→ **What to produce**: Render the lines below as a Markdown table with the columns "Row" and "Line," numbering each row and omitting blank lines. Keep the pictures out of your answer.

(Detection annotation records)
"""
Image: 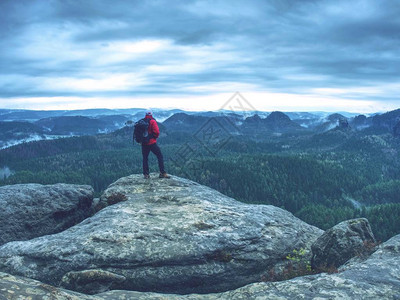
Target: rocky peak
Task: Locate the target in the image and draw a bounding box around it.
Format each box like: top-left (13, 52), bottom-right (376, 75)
top-left (0, 174), bottom-right (322, 293)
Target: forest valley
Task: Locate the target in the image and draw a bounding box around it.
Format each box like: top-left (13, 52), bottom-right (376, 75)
top-left (0, 111), bottom-right (400, 242)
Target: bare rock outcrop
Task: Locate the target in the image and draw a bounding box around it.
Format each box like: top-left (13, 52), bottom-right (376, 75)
top-left (0, 183), bottom-right (94, 245)
top-left (311, 218), bottom-right (376, 270)
top-left (0, 175), bottom-right (323, 294)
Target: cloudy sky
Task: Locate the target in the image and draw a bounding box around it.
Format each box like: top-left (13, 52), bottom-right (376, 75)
top-left (0, 0), bottom-right (400, 112)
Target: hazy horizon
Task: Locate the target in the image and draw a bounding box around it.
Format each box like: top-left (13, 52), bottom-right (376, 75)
top-left (0, 0), bottom-right (400, 113)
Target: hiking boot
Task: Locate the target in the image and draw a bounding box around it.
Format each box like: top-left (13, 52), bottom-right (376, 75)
top-left (158, 172), bottom-right (171, 178)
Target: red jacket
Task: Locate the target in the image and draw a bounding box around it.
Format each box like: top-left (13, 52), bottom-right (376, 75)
top-left (145, 116), bottom-right (160, 145)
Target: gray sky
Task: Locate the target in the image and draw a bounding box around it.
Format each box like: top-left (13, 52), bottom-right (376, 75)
top-left (0, 0), bottom-right (400, 112)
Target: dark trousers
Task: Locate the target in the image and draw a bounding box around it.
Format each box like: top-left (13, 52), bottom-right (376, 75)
top-left (142, 143), bottom-right (165, 175)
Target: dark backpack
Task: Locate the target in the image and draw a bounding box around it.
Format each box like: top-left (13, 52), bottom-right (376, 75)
top-left (133, 118), bottom-right (152, 144)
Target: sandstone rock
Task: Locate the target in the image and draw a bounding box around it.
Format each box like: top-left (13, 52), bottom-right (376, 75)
top-left (0, 235), bottom-right (400, 300)
top-left (311, 218), bottom-right (376, 269)
top-left (0, 273), bottom-right (95, 300)
top-left (0, 174), bottom-right (322, 293)
top-left (0, 184), bottom-right (94, 245)
top-left (96, 235), bottom-right (400, 300)
top-left (61, 269), bottom-right (126, 294)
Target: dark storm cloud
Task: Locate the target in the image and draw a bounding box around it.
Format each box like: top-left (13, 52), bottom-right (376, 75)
top-left (0, 0), bottom-right (400, 108)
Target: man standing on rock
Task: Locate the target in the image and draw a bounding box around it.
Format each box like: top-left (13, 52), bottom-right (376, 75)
top-left (142, 111), bottom-right (170, 179)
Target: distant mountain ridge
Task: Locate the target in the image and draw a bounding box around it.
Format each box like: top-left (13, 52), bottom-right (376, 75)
top-left (0, 108), bottom-right (400, 149)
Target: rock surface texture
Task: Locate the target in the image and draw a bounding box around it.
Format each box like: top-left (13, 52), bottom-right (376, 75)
top-left (0, 235), bottom-right (400, 300)
top-left (311, 218), bottom-right (376, 269)
top-left (0, 175), bottom-right (323, 294)
top-left (0, 184), bottom-right (94, 245)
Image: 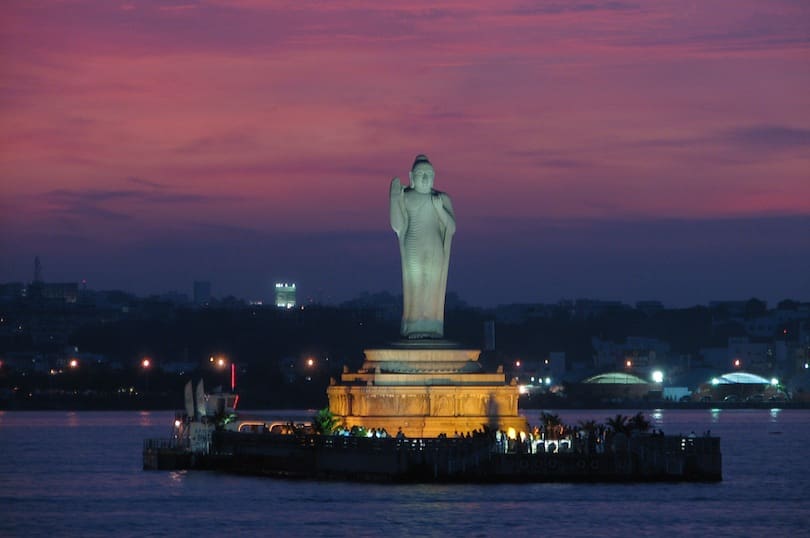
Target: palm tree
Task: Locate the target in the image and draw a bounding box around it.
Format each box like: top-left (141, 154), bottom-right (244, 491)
"""
→ **Finished task**:
| Row | Line |
|---|---|
| 1 | Image:  |
| 2 | Target: rocky peak |
| 3 | Task: Locate the target in the image and draw a bounding box around it. |
| 4 | Format each box like: top-left (13, 52), bottom-right (376, 75) |
| 5 | top-left (0, 174), bottom-right (322, 293) |
| 6 | Target: forest valley |
| 7 | Task: Locate the target in the image and draw a bounding box around it. |
| 8 | Format each box like: top-left (13, 52), bottom-right (376, 75) |
| 9 | top-left (0, 111), bottom-right (400, 242) |
| 10 | Target: bare rock outcrop |
| 11 | Task: Locate the target in the image and draw a bounding box around it. |
| 12 | Format each box like: top-left (13, 52), bottom-right (376, 75) |
| 13 | top-left (0, 183), bottom-right (94, 245) |
| 14 | top-left (311, 218), bottom-right (376, 270) |
| 15 | top-left (0, 175), bottom-right (323, 294) |
| 16 | Target: cloudy sky |
| 17 | Task: Locate the target in the image and draw a bounding box around it. |
| 18 | Format each box like: top-left (13, 52), bottom-right (376, 75) |
| 19 | top-left (0, 0), bottom-right (400, 112) |
| 20 | Target: hazy horizon |
| 21 | Task: Locate the target in the image and draw a bounding box around it. |
| 22 | Format each box like: top-left (13, 52), bottom-right (376, 75) |
| 23 | top-left (0, 0), bottom-right (400, 113) |
| 24 | Target: hiking boot |
| 25 | Task: Locate the target in the image and draw a bounding box around it. |
| 26 | Format each box like: top-left (13, 52), bottom-right (376, 75) |
| 27 | top-left (158, 172), bottom-right (171, 178) |
| 28 | Target: red jacket |
| 29 | Task: Locate the target in the image and draw a bounding box around it. |
| 30 | Format each box like: top-left (13, 52), bottom-right (376, 75) |
| 31 | top-left (145, 116), bottom-right (160, 145) |
| 32 | Target: gray sky |
| 33 | Task: Locate the target in the image and draw a bounding box around it. |
| 34 | Format each box like: top-left (13, 52), bottom-right (376, 75) |
| 35 | top-left (0, 0), bottom-right (400, 112) |
| 36 | Target: dark trousers |
| 37 | Task: Locate the target in the image and draw a bounding box around it. |
| 38 | Format each box like: top-left (13, 52), bottom-right (376, 75) |
| 39 | top-left (142, 143), bottom-right (165, 175) |
| 40 | Target: dark backpack |
| 41 | Task: Locate the target in the image and draw a bounding box around it. |
| 42 | Format each box like: top-left (13, 52), bottom-right (376, 75) |
| 43 | top-left (133, 118), bottom-right (152, 144) |
| 44 | Target: sandstone rock |
| 45 | Task: Locate the target in the image and draw a bounding box around it. |
| 46 | Format each box like: top-left (13, 52), bottom-right (376, 75) |
| 47 | top-left (0, 235), bottom-right (400, 300) |
| 48 | top-left (311, 218), bottom-right (376, 269) |
| 49 | top-left (0, 273), bottom-right (95, 300) |
| 50 | top-left (0, 174), bottom-right (322, 293) |
| 51 | top-left (0, 184), bottom-right (94, 245) |
| 52 | top-left (96, 235), bottom-right (400, 300) |
| 53 | top-left (61, 269), bottom-right (126, 294) |
| 54 | Target: dark storm cloud |
| 55 | Task: Locate the target in the image and draw a bounding box around it. |
| 56 | Format each box like: top-left (13, 52), bottom-right (376, 75) |
| 57 | top-left (0, 0), bottom-right (400, 108) |
| 58 | Target: man standing on rock |
| 59 | Task: Locate the target in the image and draw a bounding box around it. |
| 60 | Format each box like: top-left (13, 52), bottom-right (376, 75) |
| 61 | top-left (142, 111), bottom-right (170, 179) |
| 62 | Target: distant mountain ridge |
| 63 | Task: Locate the target in the image and draw a bounding box around it. |
| 64 | Format each box like: top-left (13, 52), bottom-right (376, 75) |
| 65 | top-left (0, 108), bottom-right (400, 149) |
| 66 | Target: rock surface texture |
| 67 | Task: Locate the target in the image and draw a bounding box around it. |
| 68 | Format each box like: top-left (13, 52), bottom-right (376, 75) |
| 69 | top-left (0, 235), bottom-right (400, 300) |
| 70 | top-left (311, 218), bottom-right (376, 269) |
| 71 | top-left (0, 175), bottom-right (323, 294) |
| 72 | top-left (0, 184), bottom-right (94, 245) |
| 73 | Image:  |
| 74 | Target: palm tree |
| 75 | Task: Locate the target in the image and draw a bounding box around it. |
| 76 | Format each box like: top-left (141, 154), bottom-right (244, 491) |